◆ **Required work**: Pull out every line of the records that contains the word "blurred" and copy each one in full.

◆ **Information supplied**:
[Begin]
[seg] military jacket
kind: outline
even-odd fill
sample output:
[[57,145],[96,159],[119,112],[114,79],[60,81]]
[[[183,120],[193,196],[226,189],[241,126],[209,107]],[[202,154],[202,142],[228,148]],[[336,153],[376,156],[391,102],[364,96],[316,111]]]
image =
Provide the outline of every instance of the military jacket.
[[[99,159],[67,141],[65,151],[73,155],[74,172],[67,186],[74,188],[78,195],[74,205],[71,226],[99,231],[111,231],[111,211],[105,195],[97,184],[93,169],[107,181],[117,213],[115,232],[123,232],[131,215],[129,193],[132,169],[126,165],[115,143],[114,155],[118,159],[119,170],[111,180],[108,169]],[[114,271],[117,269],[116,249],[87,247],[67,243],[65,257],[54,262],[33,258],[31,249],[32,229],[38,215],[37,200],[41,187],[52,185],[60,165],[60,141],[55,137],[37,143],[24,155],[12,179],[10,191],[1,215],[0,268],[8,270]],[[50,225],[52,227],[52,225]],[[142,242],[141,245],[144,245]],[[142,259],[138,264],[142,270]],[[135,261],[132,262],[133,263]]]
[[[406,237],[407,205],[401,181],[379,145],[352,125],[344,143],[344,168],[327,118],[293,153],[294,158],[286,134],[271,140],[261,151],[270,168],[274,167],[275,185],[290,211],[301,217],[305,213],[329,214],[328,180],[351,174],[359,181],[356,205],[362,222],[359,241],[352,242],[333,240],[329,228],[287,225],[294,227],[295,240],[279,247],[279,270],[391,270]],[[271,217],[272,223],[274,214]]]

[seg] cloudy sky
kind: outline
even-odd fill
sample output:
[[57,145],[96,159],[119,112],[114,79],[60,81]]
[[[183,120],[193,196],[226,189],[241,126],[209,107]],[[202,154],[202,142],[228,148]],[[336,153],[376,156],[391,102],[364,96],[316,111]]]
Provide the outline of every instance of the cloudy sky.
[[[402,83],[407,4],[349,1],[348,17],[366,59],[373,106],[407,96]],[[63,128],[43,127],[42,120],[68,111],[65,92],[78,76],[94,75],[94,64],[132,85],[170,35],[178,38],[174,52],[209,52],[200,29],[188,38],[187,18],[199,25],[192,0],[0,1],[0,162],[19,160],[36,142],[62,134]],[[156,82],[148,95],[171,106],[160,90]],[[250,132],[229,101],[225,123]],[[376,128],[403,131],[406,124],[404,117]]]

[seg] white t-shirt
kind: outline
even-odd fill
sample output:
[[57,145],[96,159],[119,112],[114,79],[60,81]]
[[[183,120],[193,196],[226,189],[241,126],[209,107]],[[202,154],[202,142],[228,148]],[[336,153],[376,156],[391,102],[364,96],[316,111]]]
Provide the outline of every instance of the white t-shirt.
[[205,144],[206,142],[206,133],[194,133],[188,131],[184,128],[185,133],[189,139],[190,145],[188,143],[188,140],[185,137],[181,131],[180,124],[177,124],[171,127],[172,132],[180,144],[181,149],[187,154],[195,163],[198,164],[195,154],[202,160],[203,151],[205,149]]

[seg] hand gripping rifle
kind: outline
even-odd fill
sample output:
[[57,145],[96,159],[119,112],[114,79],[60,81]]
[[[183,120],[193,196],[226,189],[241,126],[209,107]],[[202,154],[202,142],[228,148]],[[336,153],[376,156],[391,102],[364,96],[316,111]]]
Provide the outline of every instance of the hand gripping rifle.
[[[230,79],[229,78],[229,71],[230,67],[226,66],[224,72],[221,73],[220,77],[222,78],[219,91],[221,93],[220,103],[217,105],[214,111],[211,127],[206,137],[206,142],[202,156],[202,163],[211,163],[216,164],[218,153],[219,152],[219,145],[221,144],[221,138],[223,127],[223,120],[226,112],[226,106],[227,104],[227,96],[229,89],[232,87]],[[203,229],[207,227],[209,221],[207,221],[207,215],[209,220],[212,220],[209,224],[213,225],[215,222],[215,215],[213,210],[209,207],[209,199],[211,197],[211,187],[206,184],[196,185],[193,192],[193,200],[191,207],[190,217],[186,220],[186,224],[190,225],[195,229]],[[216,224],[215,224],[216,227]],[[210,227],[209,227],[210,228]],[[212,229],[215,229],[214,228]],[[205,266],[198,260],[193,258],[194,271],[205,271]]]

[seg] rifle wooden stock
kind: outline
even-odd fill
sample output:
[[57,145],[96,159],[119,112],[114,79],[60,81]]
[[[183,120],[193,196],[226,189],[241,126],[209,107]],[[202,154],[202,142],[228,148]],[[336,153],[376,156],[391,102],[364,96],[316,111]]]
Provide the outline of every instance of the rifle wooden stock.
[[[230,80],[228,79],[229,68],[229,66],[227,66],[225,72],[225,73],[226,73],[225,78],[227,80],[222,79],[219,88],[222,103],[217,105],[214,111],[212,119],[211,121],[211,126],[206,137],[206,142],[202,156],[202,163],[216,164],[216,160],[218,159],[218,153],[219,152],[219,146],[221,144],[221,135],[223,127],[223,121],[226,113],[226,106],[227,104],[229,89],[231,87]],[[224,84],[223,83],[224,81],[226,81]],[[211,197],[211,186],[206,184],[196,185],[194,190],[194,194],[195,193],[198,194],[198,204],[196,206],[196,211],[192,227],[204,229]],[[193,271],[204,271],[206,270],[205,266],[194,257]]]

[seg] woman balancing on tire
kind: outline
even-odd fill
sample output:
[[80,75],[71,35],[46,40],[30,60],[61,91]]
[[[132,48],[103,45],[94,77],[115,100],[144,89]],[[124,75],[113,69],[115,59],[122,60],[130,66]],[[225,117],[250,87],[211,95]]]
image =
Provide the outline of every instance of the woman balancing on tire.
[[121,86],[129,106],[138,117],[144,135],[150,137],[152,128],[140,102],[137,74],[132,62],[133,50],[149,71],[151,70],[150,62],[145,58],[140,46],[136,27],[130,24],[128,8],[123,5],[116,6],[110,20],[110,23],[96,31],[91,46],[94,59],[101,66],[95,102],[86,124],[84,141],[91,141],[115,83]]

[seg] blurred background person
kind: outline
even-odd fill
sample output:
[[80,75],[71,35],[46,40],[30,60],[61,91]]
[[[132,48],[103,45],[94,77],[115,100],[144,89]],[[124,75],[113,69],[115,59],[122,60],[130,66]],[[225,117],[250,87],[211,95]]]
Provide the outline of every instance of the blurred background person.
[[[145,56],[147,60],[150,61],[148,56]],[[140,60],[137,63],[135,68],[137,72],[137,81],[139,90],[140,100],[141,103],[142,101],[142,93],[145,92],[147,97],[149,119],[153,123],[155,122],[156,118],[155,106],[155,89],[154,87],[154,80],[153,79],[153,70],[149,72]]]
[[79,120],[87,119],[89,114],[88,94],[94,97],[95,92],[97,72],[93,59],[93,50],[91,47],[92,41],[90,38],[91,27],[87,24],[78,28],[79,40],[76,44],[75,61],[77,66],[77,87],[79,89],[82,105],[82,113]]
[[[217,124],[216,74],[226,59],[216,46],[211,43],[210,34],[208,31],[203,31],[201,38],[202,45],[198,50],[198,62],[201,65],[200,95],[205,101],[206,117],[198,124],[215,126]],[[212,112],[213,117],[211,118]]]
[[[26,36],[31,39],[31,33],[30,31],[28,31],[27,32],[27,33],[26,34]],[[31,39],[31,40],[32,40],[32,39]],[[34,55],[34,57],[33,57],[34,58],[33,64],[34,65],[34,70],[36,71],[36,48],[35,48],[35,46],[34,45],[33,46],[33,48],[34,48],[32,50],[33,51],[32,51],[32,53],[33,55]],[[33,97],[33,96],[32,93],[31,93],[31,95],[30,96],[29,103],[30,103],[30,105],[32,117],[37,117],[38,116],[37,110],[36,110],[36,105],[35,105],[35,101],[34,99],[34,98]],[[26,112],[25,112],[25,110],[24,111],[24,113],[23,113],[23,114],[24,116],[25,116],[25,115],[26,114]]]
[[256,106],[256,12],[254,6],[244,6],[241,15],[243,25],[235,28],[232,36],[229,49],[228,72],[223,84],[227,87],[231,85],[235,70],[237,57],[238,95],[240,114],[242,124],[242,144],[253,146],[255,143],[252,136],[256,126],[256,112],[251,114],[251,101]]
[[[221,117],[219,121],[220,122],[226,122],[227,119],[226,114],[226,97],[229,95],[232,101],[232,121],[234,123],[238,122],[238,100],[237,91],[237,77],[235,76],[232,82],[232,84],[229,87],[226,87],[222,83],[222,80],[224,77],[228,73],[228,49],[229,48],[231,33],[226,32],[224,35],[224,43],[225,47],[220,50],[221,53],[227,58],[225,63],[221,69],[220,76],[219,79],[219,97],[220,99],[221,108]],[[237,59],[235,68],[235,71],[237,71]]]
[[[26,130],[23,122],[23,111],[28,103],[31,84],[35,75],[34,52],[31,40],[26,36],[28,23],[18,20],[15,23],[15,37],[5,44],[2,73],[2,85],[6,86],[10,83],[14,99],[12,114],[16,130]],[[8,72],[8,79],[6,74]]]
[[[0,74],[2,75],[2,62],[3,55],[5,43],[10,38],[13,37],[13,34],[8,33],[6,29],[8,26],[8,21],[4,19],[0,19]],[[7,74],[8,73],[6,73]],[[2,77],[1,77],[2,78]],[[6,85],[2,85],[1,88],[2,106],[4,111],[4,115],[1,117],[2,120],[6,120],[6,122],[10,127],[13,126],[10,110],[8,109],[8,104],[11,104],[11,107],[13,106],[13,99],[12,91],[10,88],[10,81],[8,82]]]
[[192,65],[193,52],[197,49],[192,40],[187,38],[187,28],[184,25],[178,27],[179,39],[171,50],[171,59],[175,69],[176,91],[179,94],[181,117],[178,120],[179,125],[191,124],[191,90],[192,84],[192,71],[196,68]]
[End]
◆ **Task response**:
[seg] blurred background person
Provide the outline of every instance of the blurred background person.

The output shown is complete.